--- Supplied passage ---

The proposals inappropriately shift costs from government to the private sector.

The proposals are not robust enough to be enacted in their current form – further work and a full cost-benefit analysis should first be undertaken.

To reduce compliance costs, the proposals should be better targeted toward those paying an amount of investment income above a minimum threshold.

Comment

Payers of investment income will already have the information that is required to be provided to Inland Revenue at the point they pay the income to the taxpayer. Inland Revenue is therefore simply asking for information that payers already hold. While providing this information monthly may involve some upfront system configuration costs, the compliance costs are not expected to be significant going forward.

Receiving this information on a monthly basis will enable Inland Revenue to proactively adjust taxpayers’ social policy payments and tax rates. This will reduce the number and quantum of end-of-year square ups, improving taxpayer compliance and reducing compliance costs, thereby improving the overall efficiency of the tax system.

Officials disagree with the submitters’ suggestions that payers of investment income report less frequently than monthly, or that the proposals are targeted at those paying an amount of investment income above a minimum threshold. The RWT rules are currently targeted at payers paying interest above $5,000 per year. Information reporting on interest paid that is below this threshold is only required in limited circumstances.

---

Given request a:
Transcribe the entire passage on investment income reporting with no changes.
The records that come next are unrelated to the passage on investment income reporting.

--- Entries supplied ---

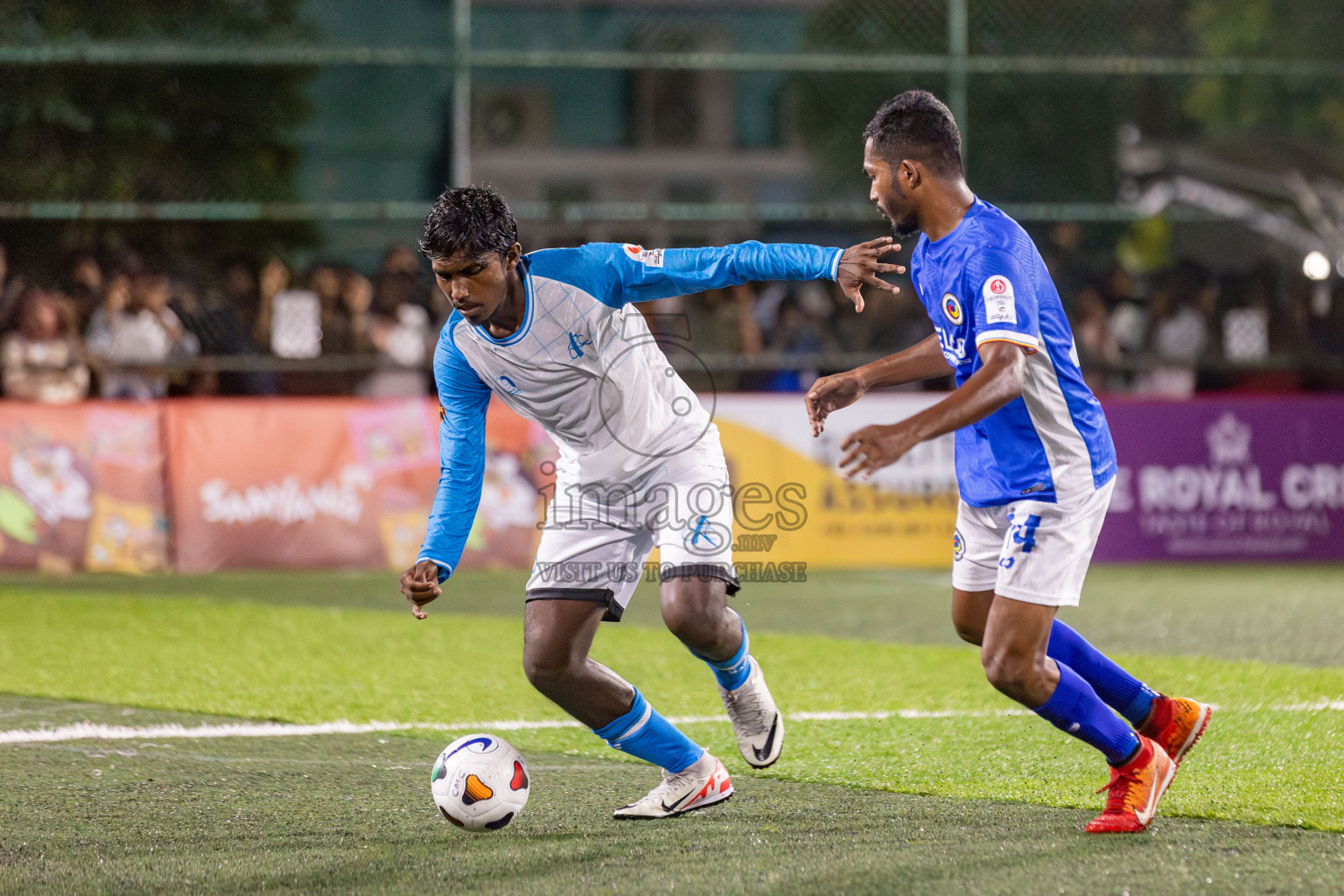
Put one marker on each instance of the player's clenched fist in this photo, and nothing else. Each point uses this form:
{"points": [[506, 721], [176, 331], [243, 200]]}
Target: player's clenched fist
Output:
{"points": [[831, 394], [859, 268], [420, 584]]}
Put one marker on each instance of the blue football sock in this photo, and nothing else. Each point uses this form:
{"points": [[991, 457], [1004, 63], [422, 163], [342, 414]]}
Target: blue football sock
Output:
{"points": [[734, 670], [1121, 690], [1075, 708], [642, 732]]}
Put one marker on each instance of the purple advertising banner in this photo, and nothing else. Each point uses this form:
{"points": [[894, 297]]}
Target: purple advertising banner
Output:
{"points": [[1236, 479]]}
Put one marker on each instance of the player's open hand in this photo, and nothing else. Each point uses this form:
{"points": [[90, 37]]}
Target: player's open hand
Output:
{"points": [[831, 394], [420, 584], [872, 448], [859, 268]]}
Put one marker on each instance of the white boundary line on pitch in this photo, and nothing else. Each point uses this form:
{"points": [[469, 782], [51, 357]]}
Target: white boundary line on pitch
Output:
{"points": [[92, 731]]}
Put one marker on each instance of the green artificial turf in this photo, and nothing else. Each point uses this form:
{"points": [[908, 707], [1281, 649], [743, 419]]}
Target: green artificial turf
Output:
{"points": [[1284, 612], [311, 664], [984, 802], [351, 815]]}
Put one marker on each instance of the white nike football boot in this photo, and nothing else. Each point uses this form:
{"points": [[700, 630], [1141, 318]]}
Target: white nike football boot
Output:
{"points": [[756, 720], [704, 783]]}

---

Given request b:
From the records, extract each line that includes the word "Target".

Reply a:
The proposals inappropriately shift costs from government to the private sector.

The proposals are not robust enough to be enacted in their current form – further work and a full cost-benefit analysis should first be undertaken.

To reduce compliance costs, the proposals should be better targeted toward those paying an amount of investment income above a minimum threshold.

Comment

Payers of investment income will already have the information that is required to be provided to Inland Revenue at the point they pay the income to the taxpayer. Inland Revenue is therefore simply asking for information that payers already hold. While providing this information monthly may involve some upfront system configuration costs, the compliance costs are not expected to be significant going forward.

Receiving this information on a monthly basis will enable Inland Revenue to proactively adjust taxpayers’ social policy payments and tax rates. This will reduce the number and quantum of end-of-year square ups, improving taxpayer compliance and reducing compliance costs, thereby improving the overall efficiency of the tax system.

Officials disagree with the submitters’ suggestions that payers of investment income report less frequently than monthly, or that the proposals are targeted at those paying an amount of investment income above a minimum threshold. The RWT rules are currently targeted at payers paying interest above $5,000 per year. Information reporting on interest paid that is below this threshold is only required in limited circumstances.

Reply b:
Target: player's clenched fist
Target: blue football sock
Target: purple advertising banner
Target: player's open hand
Target: white boundary line on pitch
Target: green artificial turf
Target: white nike football boot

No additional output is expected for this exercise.